> [The request] Please output the lines shown below exactly as they appear.

> [Stored data]
■ ■ ■

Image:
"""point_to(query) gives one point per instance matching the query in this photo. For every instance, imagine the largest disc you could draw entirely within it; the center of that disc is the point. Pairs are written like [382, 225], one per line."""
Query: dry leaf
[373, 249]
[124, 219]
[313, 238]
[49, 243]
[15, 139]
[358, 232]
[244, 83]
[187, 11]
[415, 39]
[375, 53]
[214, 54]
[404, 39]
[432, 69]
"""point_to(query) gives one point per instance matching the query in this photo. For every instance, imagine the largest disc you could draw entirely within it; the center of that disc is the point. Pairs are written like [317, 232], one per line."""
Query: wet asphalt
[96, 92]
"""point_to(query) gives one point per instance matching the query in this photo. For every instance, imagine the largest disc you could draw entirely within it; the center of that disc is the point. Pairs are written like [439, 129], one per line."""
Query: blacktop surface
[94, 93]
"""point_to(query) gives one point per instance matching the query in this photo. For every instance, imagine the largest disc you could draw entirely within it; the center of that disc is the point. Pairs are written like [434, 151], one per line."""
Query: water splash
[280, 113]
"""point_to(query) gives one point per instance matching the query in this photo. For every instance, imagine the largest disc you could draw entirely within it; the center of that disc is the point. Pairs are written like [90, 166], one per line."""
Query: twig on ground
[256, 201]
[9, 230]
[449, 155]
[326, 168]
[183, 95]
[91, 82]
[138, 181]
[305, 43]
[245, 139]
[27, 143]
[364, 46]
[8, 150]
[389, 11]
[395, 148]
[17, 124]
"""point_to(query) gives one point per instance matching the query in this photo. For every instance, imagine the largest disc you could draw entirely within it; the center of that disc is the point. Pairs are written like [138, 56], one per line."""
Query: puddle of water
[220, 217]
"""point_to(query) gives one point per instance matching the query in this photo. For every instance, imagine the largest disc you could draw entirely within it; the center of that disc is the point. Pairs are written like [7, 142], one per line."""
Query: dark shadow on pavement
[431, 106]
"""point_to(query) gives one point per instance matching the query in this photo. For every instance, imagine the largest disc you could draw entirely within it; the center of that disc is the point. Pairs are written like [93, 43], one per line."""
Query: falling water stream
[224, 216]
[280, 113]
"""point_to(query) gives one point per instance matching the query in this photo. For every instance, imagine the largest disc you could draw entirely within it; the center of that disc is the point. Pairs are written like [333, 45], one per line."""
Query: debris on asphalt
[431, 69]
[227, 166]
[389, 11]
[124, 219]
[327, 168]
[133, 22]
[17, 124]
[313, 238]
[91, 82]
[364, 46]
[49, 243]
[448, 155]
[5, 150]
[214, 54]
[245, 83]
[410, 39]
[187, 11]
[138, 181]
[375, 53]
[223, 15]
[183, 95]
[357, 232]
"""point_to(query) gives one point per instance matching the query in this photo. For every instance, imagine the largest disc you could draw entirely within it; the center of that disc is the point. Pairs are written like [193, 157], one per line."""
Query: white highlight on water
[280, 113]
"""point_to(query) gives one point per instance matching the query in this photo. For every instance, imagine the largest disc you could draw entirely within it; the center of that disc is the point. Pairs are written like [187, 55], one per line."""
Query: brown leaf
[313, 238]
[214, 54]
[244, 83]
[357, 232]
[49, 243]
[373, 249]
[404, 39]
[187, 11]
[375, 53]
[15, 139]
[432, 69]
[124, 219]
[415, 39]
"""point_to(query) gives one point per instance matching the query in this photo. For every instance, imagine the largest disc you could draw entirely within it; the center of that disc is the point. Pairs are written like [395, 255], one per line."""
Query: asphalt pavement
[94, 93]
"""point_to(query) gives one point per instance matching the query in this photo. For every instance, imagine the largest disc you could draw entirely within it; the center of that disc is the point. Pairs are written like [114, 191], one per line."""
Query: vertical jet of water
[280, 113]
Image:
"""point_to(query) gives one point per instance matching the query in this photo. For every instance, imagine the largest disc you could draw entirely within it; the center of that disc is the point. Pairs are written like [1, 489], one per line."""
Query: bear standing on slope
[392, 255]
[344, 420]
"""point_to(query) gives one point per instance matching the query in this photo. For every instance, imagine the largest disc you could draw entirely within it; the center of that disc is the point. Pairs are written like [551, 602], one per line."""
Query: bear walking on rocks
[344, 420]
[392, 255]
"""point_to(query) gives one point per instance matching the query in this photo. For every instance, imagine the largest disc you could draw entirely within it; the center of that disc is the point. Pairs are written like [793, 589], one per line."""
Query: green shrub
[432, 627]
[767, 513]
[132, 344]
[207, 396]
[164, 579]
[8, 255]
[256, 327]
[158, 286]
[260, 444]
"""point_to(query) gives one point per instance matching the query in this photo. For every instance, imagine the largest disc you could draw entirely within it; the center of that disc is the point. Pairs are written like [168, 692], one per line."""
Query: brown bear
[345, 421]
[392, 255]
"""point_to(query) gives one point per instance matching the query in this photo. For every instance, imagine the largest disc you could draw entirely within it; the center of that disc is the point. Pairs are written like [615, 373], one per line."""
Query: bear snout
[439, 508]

■ ■ ■

> [The result]
Image:
"""point_to(query) gives one point per instance matching the query in this photo. For every instance, imagine the largest disc you could draw entirely within it; the center of that disc is the point. Pairs are written like [382, 225], one per line."""
Query: dry leaf
[373, 249]
[124, 219]
[313, 238]
[49, 243]
[15, 139]
[358, 232]
[244, 83]
[187, 11]
[415, 39]
[375, 53]
[214, 54]
[404, 39]
[432, 69]
"""point_to(query) gives one point per instance matching the query in this photo. For every instance, imagine the largest disc you could draw entirely within it; the center of that disc is the point. Pairs are written like [317, 232], one per line."""
Query: wet asphalt
[96, 92]
"""point_to(query) gives one point per instance matching the query in this photo. For every instance, imagine the largest disc you could draw entirely within it; the center of that disc is the point. Pairs are written like [439, 129], one per line."""
Query: blacktop surface
[94, 93]
"""point_to(query) gives one point per instance matching the query in this photo. For every instance, imagine the largest disc you could draw entirely within it; the center of that disc is the point. Pairs are written like [434, 151], one per line."""
Query: water splash
[280, 113]
"""point_to(query) gives one point per instance matching the query in this photo. For every instance, imagine the largest disc you could draw entirely within it; the center of that disc is the point. Pairs are written like [90, 166], one per line."""
Query: twig on ground
[256, 201]
[9, 230]
[449, 155]
[326, 168]
[183, 95]
[91, 82]
[138, 181]
[305, 43]
[245, 139]
[27, 143]
[364, 46]
[8, 150]
[389, 11]
[395, 148]
[17, 124]
"""point_to(query) gives one point per instance matching the query in this photo. For every instance, imagine the largest disc you could draw entirely within it; the center of that disc is the point. Pairs are written like [138, 56], one per line."""
Query: puddle of water
[220, 217]
"""point_to(query) gives one point per instance matching the query in this photo. For every instance, imagine the largest disc you could draw entirely within it; the center of that disc is the point. Pairs are written like [7, 142], one per line."""
Query: dark shadow on pavement
[431, 106]
"""point_to(query) gives one point per instance matching the query in this photo. For every instance, imagine the largest disc you could draw entirely within it; the center of that disc is the point. Pairs are written like [93, 43], one per line."""
Query: falling water stream
[224, 216]
[280, 113]
"""point_to(query) gives one point per instance matching the query in this photo. For every instance, imagine the largest disc you could draw entirely within it; the center of that disc is the point. Pairs are written like [333, 45], one per line."""
Query: debris on asphalt
[431, 69]
[227, 166]
[389, 11]
[124, 219]
[327, 168]
[133, 22]
[17, 124]
[313, 238]
[91, 82]
[364, 46]
[49, 243]
[448, 155]
[5, 150]
[214, 54]
[245, 83]
[410, 39]
[187, 11]
[138, 181]
[375, 53]
[223, 15]
[183, 95]
[357, 232]
"""point_to(query) gives one point per instance matching the query in this photo. For every instance, imagine the largest disc you could draw entirely within it; the center of that disc is the point. Pairs are written like [193, 157], one per line."""
Query: white highlight on water
[280, 113]
"""point_to(query) gives one point per instance matching the query in this photo. For every instance, imagine the largest disc you could draw entirely within it; the center of that disc is the point. Pairs are written like [187, 55], one per line."""
Query: brown leaf
[313, 238]
[214, 54]
[244, 83]
[357, 232]
[49, 243]
[373, 249]
[404, 39]
[187, 11]
[375, 53]
[15, 139]
[432, 69]
[124, 219]
[415, 39]
"""point_to(query) gives one point per instance matching the query in this photo. For every instance, imagine the largest disc you could draw entirely within it; the center of that disc is the point. Pairs are written like [395, 255], one per line."""
Query: asphalt pavement
[94, 93]
"""point_to(query) gives one point per instance matching the query in this photo. For every instance, imagine the largest disc you could draw entirely within it; the center of that disc is the point. Pairs are written like [114, 191], one per line."""
Query: vertical jet of water
[280, 113]
Image:
"""point_to(query) gives one point per instance matching the query in this photo. For every instance, imagine the largest disc you could draw entirely within it; the center of that disc is the point. Pairs are written like [1, 489], one per line."""
Query: bear standing on slope
[392, 255]
[344, 420]
"""point_to(query) gives one point per instance matching the query in this photo. For every instance, imagine the largest disc you could draw entirely within it; the center of that disc is the point. Pairs are written like [551, 602], one per line."""
Query: bear walking on rocks
[344, 420]
[392, 255]
"""point_to(query) gives one point per instance matching the query in this photo. For every instance, imagine the largest disc you could draw entirely within it; the center of that disc is the point. Pairs are written like [793, 589], one per line."""
Query: green shrub
[432, 627]
[767, 513]
[132, 344]
[207, 396]
[164, 579]
[8, 255]
[256, 327]
[158, 286]
[260, 444]
"""point_to(query) gives one point per instance matching the query in this photo. For every instance, imagine the largest disc you could draw entirely within it; the center of that disc is the point. Pairs are written like [168, 692], one per line."""
Query: brown bear
[345, 421]
[392, 255]
"""point_to(query) gives one point per instance matching the query in this photo. For every instance, imagine the largest disc you could draw entirely within it; the center of that disc is the point. Pairs are written like [615, 373], one per line."""
Query: bear snout
[439, 508]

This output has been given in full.